* begin Text section *
The Republican signatories' agreement to oppose cloture reform is contingent (both expressly and as a matter of basic contract principles) on the Democrat signatories' living up to their end of the bargain. The fact that the MOU contemplates that each signatory will use his own discretion in determining whether extraordinary circumstances exist does not mean that Republican signatories will need to defer to a Democrat signatory's determination. On the contrary, it means that a Republican signatory is free to use his own discretion to determine that a Democrat signatory's determination of extraordinary circumstances amounts to a violation of the MOU. And the nomination of any person who elicits fewer Democrat objections than Brown, Pryor, or Owen should not constitute "extraordinary circumstances."

No. That's not a fair reading. If the seven gutless suckers had negotiated harder, they would have either (a) gotten some objective "test" that was not expressly tied to the subjective state of mind of the filibustering Dems, or (b) at a minimum, have deleted the expressly subjective standard (which might have arguably then "implied" that a reasonable-person standard would apply).

Rarely, in drafting a contract, I'll agree to insert a "reasonable person" standard that's intended to be fairly open-ended, even though it's an invitation to litigation over what that hypothetical reasonable person would say. For example, leases often say, "The tenant can't sublet without the landlord's consent; but the landlord shall not unreasonably withhold his consent." Okay, that's something. If the best reason the landlord can come up with is, "That guy has blue eyes, and I just hate blue-eyed people so I won't approve a sublease to him," then the tenant will win his lawsuit, probably, after a bunch of time and expense. But if the lease says, "The tenant can't sublet without the landlord's consent, and the landlord has absolute discretion to make his own subjective judgment as to whether consent is or isn't reasonable," then that blue-eyed guy ain't gonna get the sublease, and the tenant's lawsuit is going to be instantly dismissed.
* end Text section *
Task instructions:
**A.** Print the part of the MOU passage that begins at the words "No. That's not" and stops after "standard would apply).".
**B.** Which three nominees does the MOU passage name?
**C.** Pick up the MOU passage after its last sentence and keep writing.
* begin Record set *
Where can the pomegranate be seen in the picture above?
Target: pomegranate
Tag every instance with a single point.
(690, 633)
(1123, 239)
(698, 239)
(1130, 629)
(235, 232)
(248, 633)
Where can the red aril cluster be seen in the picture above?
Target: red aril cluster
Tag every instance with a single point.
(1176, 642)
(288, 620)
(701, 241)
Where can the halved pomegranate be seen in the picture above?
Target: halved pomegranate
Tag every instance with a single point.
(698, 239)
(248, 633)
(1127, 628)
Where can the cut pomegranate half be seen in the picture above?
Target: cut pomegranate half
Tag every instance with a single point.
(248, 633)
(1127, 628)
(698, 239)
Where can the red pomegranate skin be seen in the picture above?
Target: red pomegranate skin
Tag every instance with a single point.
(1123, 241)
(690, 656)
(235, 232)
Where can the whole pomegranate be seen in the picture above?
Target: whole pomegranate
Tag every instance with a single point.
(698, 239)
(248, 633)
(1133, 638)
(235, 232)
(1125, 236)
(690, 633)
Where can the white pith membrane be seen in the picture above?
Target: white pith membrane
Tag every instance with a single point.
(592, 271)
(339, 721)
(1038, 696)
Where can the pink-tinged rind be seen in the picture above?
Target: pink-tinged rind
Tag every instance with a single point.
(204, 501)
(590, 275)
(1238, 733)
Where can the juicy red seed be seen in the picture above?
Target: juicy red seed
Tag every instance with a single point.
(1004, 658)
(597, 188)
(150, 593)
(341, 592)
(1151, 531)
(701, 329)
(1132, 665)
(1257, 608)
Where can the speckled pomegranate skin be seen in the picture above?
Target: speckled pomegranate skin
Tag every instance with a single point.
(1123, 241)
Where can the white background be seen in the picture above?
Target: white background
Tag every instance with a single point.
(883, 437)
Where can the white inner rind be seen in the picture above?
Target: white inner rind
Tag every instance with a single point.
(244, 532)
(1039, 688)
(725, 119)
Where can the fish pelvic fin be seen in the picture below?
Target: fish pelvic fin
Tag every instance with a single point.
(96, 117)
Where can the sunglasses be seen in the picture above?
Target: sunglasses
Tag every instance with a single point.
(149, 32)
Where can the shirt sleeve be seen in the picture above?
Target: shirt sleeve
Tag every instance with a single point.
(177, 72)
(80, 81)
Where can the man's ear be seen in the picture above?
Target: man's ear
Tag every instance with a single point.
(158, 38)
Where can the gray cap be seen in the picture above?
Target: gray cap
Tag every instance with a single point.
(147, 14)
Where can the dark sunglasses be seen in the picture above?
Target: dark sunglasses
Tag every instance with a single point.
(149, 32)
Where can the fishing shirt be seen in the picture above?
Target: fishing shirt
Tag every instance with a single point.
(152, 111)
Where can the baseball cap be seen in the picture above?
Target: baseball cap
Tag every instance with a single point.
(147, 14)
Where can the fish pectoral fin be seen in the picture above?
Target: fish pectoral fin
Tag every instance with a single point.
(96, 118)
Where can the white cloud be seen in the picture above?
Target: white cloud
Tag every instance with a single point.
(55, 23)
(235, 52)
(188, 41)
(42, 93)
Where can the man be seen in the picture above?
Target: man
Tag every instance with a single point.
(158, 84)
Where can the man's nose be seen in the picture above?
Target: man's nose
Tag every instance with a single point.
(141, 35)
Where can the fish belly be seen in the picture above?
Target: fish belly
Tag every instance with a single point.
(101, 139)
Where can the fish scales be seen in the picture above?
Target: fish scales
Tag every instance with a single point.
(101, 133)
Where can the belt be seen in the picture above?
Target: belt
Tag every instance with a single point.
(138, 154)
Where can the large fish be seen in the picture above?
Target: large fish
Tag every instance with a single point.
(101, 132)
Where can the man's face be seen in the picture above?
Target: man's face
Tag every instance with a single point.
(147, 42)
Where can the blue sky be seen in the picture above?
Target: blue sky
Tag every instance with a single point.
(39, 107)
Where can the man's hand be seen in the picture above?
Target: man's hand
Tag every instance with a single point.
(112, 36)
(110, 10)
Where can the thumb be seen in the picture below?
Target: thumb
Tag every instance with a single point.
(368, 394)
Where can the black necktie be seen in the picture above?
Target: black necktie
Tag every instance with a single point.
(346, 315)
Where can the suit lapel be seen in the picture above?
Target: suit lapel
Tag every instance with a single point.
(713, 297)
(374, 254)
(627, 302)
* end Record set *
* begin Record set *
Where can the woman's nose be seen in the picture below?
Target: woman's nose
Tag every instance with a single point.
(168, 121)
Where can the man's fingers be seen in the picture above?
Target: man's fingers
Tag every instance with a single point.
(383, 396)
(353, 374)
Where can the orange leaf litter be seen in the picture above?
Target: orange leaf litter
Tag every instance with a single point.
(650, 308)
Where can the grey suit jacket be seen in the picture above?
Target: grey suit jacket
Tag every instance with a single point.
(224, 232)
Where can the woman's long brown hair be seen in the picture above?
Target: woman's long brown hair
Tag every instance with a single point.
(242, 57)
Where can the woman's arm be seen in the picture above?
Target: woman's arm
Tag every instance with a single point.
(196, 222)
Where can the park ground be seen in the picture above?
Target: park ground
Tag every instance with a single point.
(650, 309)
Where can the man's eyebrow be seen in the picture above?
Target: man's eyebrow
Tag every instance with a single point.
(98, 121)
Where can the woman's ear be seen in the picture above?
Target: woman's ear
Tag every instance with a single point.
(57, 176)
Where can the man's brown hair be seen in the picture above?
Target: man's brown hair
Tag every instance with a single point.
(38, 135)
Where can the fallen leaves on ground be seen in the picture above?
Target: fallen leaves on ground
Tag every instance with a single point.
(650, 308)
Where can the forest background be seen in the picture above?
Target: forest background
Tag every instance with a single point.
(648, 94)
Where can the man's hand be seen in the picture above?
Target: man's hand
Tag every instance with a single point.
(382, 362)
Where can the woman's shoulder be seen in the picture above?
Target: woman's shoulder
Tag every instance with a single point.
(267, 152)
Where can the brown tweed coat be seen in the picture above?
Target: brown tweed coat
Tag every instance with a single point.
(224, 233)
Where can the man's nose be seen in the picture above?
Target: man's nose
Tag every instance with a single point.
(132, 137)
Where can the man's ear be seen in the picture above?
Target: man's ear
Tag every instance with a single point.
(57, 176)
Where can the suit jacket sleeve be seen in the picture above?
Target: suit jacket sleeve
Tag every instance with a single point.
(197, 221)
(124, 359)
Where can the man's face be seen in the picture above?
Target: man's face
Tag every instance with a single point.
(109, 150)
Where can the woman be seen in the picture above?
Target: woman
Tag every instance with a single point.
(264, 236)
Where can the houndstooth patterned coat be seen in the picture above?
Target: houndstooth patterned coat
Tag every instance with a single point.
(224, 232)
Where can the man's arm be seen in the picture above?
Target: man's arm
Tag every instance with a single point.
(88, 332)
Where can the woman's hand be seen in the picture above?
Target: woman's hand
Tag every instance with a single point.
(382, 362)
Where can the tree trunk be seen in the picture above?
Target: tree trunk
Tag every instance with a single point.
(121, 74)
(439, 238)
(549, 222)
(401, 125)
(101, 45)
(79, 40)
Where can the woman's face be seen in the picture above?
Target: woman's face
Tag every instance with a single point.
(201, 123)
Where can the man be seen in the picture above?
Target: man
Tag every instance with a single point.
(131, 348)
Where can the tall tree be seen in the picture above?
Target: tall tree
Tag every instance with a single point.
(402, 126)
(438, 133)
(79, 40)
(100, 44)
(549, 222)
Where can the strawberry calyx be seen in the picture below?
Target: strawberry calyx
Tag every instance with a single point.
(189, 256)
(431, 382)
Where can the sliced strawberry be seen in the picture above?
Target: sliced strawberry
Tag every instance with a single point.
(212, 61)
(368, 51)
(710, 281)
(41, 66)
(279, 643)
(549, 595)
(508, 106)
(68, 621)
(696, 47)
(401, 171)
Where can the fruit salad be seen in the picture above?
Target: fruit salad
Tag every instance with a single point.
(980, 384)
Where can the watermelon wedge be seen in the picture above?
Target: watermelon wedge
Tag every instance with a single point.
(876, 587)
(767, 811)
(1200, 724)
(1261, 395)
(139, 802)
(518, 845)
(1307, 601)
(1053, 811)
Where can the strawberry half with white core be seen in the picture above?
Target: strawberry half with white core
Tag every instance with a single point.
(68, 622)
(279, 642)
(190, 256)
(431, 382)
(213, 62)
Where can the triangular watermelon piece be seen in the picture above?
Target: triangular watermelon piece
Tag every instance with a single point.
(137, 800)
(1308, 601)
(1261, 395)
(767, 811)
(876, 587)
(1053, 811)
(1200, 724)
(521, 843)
* end Record set *
Task results:
**A.**
No. That's not a fair reading. If the seven gutless suckers had negotiated harder, they would have either (a) gotten some objective "test" that was not expressly tied to the subjective state of mind of the filibustering Dems, or (b) at a minimum, have deleted the expressly subjective standard (which might have arguably then "implied" that a reasonable-person standard would apply).

**B.** Brown, Pryor, and Owen.

**C.**
Under what's in the document, it doesn't matter if the filibustering Dem is wrong, or if he's being objectively reasonable or not, or if 99.99999 percent of the American public would agree that "this nominee isn't an 'extraordinary circumstance.'" Under the express terms of this deal, the only thing that matters is what is inside the head of the filibustering Dem. And the only way anyone knows what's inside his head is ... what he says.

I repeat, to claim that the Dem signers have breached, Republicans have to go on the record, on the floor of the Senate, naming names, and saying, "I'm voting for the nuclear option now because that senator is lying when he says that, in 'good faith,' in the senator's own subjective judgment and discretion, Nominee X is an example of an extraordinary circumstance. That senator's real but secret judgment is that this is an ordinary nominee, and he's just lying about what's inside his head."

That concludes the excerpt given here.